-- To do --
Write out the listing below line for line, leaving out the picture.

-- Point labeling examples --
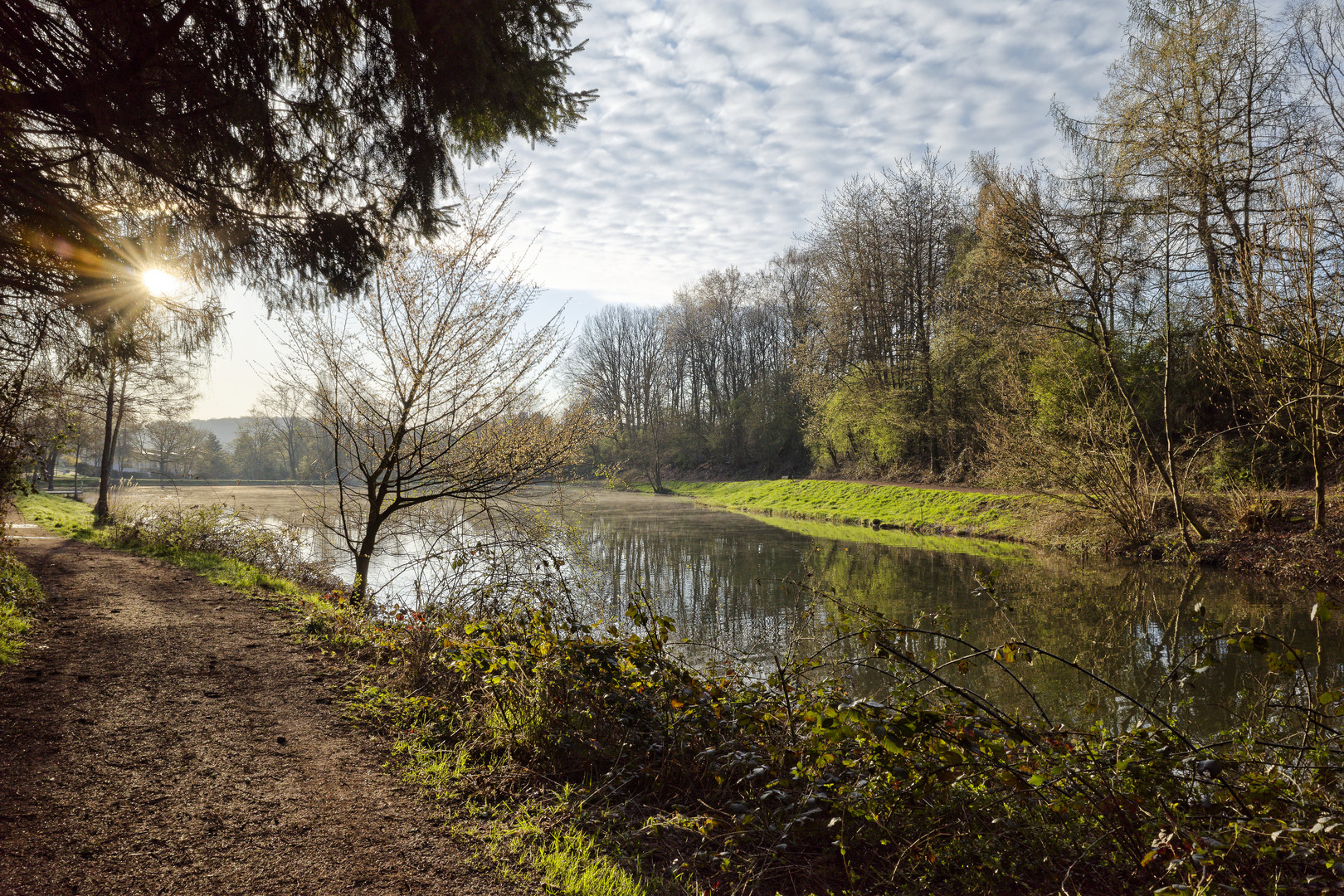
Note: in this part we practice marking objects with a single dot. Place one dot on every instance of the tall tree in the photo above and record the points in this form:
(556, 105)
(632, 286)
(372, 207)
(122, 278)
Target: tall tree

-- Written answer --
Note: in this part we practice marking objects with a single dot. Place one dot on every instance of the tall tree in the photo above and record the points in this form:
(556, 105)
(632, 286)
(372, 207)
(122, 278)
Target: tall tree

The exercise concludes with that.